*REQUIRED ACTION*.
Restate the data below word for word. Skip any images it contains.

◇ ◇ ◇ ◇ ◇ ◇ ◇

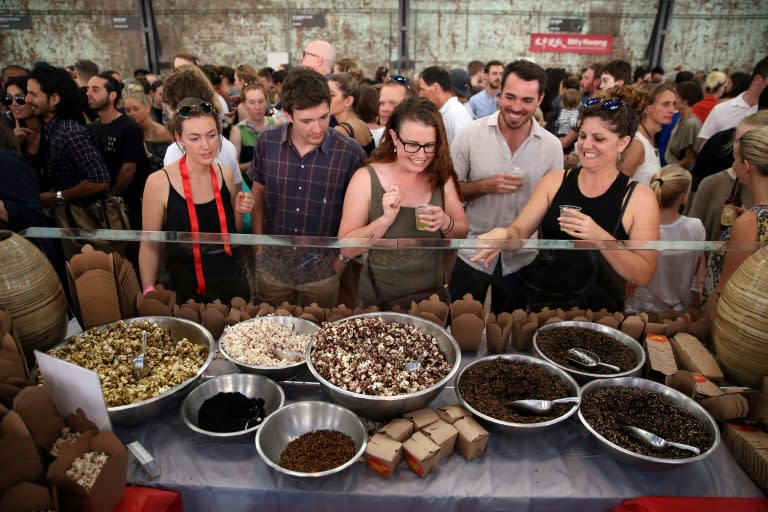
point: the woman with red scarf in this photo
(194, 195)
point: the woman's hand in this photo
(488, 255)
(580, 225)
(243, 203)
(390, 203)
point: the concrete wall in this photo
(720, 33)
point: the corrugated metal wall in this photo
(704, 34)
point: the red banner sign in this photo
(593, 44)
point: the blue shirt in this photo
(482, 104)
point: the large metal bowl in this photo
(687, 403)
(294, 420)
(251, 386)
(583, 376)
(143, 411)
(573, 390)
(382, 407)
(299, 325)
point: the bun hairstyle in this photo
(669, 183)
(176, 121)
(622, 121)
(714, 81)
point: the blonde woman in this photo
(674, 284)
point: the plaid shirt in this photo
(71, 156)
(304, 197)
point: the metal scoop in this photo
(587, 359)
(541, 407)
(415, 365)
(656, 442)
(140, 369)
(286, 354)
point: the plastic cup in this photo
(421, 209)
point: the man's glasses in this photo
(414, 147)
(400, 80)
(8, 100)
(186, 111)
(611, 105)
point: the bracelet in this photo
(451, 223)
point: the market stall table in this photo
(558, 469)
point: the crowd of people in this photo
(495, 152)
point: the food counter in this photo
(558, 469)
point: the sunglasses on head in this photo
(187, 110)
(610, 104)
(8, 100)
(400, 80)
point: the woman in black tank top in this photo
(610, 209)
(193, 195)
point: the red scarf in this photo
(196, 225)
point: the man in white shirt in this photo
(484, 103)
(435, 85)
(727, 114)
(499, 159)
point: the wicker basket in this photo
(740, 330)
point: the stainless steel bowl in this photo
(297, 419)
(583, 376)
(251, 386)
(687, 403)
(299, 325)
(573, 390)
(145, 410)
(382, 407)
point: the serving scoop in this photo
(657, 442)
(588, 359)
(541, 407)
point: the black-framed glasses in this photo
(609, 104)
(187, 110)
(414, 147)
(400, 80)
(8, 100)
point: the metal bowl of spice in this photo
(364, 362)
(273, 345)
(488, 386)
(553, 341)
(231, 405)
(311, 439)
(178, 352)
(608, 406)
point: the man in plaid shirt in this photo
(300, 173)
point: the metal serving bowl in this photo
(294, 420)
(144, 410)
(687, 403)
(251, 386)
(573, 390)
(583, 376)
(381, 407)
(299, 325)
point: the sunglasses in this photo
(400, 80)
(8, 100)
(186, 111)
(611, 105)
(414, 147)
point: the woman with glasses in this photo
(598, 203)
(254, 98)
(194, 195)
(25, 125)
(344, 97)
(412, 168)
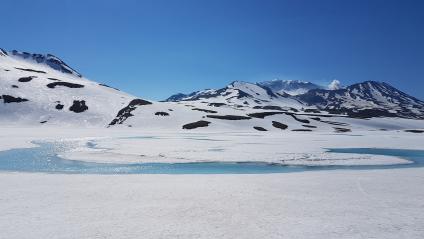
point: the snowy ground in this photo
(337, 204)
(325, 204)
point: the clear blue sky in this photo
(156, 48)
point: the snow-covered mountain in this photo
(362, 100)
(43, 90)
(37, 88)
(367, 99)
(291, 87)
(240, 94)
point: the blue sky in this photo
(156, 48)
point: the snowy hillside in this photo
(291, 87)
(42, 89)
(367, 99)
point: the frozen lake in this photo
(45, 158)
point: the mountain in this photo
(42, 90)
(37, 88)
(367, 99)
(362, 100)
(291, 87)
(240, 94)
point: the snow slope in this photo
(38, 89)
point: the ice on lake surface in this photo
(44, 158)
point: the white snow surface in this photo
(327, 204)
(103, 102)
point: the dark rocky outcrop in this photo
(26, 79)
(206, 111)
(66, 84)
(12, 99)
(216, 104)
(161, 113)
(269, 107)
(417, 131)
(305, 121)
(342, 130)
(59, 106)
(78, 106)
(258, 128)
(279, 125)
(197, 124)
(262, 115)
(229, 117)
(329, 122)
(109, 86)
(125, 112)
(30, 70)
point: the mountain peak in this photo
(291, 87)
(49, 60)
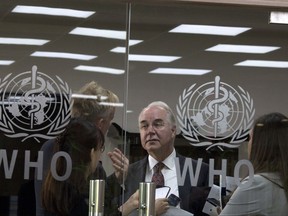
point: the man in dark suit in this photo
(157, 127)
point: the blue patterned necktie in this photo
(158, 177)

◇ ◇ ◇ ◇ ◇ ◇ ◇

*SOLUTION TO THE PROBLEM*.
point: the woman with red scarf in this photo
(194, 195)
point: the woman's hand in this photo
(488, 255)
(580, 225)
(243, 203)
(390, 203)
point: the concrete wall in this photo
(720, 33)
point: the corrugated metal wall in this photo
(704, 34)
point: the red banner sign in this photo
(593, 44)
point: the blue shirt in this photo
(482, 104)
point: the large metal bowl in this photo
(687, 403)
(294, 420)
(251, 386)
(583, 376)
(143, 411)
(573, 390)
(382, 407)
(299, 325)
point: the bun hairstyle in this photo
(669, 183)
(176, 121)
(622, 121)
(714, 81)
point: the blonde woman in this photo
(674, 284)
point: the plaid shirt in this photo
(71, 156)
(304, 197)
point: the metal scoop in this photo
(587, 359)
(541, 407)
(415, 365)
(656, 442)
(140, 369)
(286, 354)
point: the plastic cup in this photo
(421, 209)
point: the man's glasses in this photo
(414, 147)
(400, 80)
(8, 100)
(186, 111)
(611, 105)
point: the bracelet in this photo
(451, 223)
point: the market stall table in this photo
(558, 469)
point: the crowd of people in this photo
(495, 152)
point: the food counter in this photo
(558, 469)
point: the sunglasses on head in this photo
(187, 110)
(610, 104)
(8, 100)
(400, 80)
point: the woman in black tank top in this photo
(610, 209)
(193, 195)
point: the red scarf in this photo
(196, 225)
point: the man in white shirt in this photo
(484, 103)
(435, 85)
(727, 114)
(499, 159)
point: the wicker basket in this photo
(740, 330)
point: the stainless steel bowl in this photo
(297, 419)
(583, 376)
(251, 386)
(687, 403)
(299, 325)
(573, 390)
(145, 410)
(382, 407)
point: the serving scoop in this photo
(657, 442)
(588, 359)
(541, 407)
point: the black-framed glasses in this photo
(609, 104)
(187, 110)
(414, 147)
(400, 80)
(8, 100)
point: the metal bowl of spice in this photo
(364, 362)
(273, 345)
(488, 386)
(553, 341)
(231, 405)
(311, 439)
(178, 352)
(608, 406)
point: the man in plaid shirt in this photo
(300, 173)
point: the metal serving bowl in this photo
(294, 420)
(144, 410)
(687, 403)
(251, 386)
(573, 390)
(583, 376)
(381, 407)
(299, 325)
point: the sunglasses in this photo
(400, 80)
(8, 100)
(186, 111)
(611, 105)
(414, 147)
point: the woman with glasses in this photo
(598, 203)
(254, 98)
(194, 195)
(25, 125)
(344, 97)
(412, 168)
point: the snowy ground in this photo
(337, 204)
(325, 204)
point: the clear blue sky in this photo
(156, 48)
point: the snow-covered mountain in this photo
(362, 100)
(43, 90)
(37, 88)
(367, 99)
(291, 87)
(240, 94)
point: the blue sky in this photo
(156, 48)
point: the snowy hillside in this photo
(291, 87)
(42, 89)
(367, 99)
point: the frozen lake in this photo
(45, 158)
point: the mountain in this photo
(42, 90)
(37, 88)
(367, 99)
(362, 100)
(291, 87)
(240, 94)
point: the snow slope in this photo
(38, 89)
point: the ice on lake surface in this photo
(44, 158)
point: the white snow surface in this photo
(327, 204)
(103, 102)
point: the dark rocky outcrop in this photo
(26, 79)
(206, 111)
(66, 84)
(12, 99)
(216, 104)
(161, 113)
(269, 107)
(417, 131)
(305, 121)
(342, 130)
(59, 106)
(78, 106)
(258, 128)
(279, 125)
(197, 124)
(262, 115)
(229, 117)
(329, 122)
(109, 86)
(125, 112)
(30, 70)
point: the mountain peak in this photo
(291, 87)
(49, 60)
point: the man in dark suit in this photo
(157, 127)
point: the blue patterned necktie in this photo
(158, 177)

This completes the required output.